- **AUSGANGSTEXT**:
▼

Die Frage, ob der Streit über die Bedeutung Jesu und die Auslegung des Gesetzes bei Mt eine innerjüdische Auseinandersetzung ist, muss differenziert werden. Sicherlich ist sie in dem Sinne mit R. positiv zu beantworten, dass die matthäischen Deutungskategorien eben jüdische Kategorien sind und Mt sich auf die jüdische schriftgelehrte Tradition bezieht. Ohne diese Tradition ist für Mt das Evangelium gar nicht aussagbar. Wenn, was anzunehmen ist, die matthäische Gemeinde sich bereits nichtjüdischen Gläubigen geöffnet hatte, dann wurden also diese Nichtjuden durch das Evangelium in die jüdische Tradition hineingenommen und zu einer Gesetzespraxis verpflichtet, die sich vor dieser Tradition verantwortete. Mt war offensichtlich nicht der Meinung, dass die Lehre Jesu und der Glaube an ihn als den Christus die Grenzen dieser Tradition sprengte. Vielleicht waren allerdings seine Gegner dieser Auffassung.

▲

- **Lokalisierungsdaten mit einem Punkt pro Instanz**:
▼

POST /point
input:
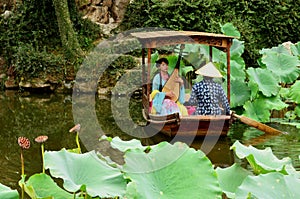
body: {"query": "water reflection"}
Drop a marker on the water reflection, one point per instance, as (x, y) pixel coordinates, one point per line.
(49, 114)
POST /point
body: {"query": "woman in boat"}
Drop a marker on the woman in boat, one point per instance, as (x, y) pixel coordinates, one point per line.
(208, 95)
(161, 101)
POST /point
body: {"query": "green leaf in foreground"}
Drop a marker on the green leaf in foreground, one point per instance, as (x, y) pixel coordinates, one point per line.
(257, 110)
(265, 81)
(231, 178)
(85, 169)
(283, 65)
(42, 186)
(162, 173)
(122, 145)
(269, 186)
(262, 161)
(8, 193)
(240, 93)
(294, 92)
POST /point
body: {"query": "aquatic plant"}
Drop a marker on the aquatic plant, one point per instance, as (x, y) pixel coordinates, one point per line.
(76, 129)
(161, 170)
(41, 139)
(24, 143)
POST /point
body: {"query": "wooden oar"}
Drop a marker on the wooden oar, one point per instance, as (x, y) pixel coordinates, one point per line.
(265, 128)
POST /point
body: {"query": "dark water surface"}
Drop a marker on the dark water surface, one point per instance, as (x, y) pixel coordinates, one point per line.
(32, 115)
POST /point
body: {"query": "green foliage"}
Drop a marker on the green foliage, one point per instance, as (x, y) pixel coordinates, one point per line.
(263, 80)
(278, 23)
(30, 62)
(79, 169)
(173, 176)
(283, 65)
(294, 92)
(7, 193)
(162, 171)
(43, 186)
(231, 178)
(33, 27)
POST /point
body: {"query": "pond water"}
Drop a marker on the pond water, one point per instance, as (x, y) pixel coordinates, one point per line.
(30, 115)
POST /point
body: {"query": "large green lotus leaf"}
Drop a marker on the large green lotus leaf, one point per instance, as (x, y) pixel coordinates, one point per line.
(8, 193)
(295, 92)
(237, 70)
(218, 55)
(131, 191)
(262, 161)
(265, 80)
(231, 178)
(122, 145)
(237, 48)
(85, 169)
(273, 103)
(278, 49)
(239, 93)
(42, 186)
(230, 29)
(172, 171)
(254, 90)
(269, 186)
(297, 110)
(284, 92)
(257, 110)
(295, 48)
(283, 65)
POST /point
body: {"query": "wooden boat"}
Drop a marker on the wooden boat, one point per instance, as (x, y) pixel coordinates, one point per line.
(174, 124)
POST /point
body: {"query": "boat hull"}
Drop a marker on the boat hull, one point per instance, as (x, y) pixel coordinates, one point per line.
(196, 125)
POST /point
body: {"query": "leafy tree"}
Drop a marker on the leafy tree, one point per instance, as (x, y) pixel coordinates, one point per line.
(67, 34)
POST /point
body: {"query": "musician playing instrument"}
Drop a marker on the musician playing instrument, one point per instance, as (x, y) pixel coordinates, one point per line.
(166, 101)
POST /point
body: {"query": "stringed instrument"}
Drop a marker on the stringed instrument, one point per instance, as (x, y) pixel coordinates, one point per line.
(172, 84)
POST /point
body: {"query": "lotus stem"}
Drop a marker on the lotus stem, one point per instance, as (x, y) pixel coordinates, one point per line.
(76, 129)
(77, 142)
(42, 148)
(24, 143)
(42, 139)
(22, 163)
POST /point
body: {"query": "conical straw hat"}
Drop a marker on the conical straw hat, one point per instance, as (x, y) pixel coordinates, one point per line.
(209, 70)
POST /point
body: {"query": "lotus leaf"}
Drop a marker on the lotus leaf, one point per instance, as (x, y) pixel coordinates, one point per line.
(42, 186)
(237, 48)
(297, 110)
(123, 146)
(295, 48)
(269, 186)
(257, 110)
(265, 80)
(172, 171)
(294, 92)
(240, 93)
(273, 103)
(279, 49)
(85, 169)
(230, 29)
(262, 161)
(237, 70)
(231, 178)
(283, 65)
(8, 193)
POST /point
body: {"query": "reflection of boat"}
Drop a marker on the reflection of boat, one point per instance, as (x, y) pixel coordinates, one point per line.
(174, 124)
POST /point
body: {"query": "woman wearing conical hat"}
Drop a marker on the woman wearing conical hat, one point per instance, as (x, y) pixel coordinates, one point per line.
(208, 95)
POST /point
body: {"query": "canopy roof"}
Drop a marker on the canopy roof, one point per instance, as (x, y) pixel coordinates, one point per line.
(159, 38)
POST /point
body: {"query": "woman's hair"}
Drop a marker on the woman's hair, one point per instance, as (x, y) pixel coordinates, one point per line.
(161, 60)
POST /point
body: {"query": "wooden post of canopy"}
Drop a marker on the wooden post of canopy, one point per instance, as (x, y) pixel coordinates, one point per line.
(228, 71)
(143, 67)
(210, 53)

▲

- **ARBEITSANWEISUNG**:
Erkläre in ein bis drei Sätzen, warum man die Frage nach einer innerjüdischen Auseinandersetzung laut dem Ausgangstext in einem bestimmten Sinn mit Ja beantworten kann. Die Einträge spielen hierfür keine Rolle.

- **FERTIGE LÖSUNG**:
Die Begriffe, mit denen Mt deutet, sind jüdische Begriffe, und Mt bezieht sich auf die jüdische schriftgelehrte Tradition. Ohne diese Tradition lässt sich das Evangelium für Mt gar nicht aussagen.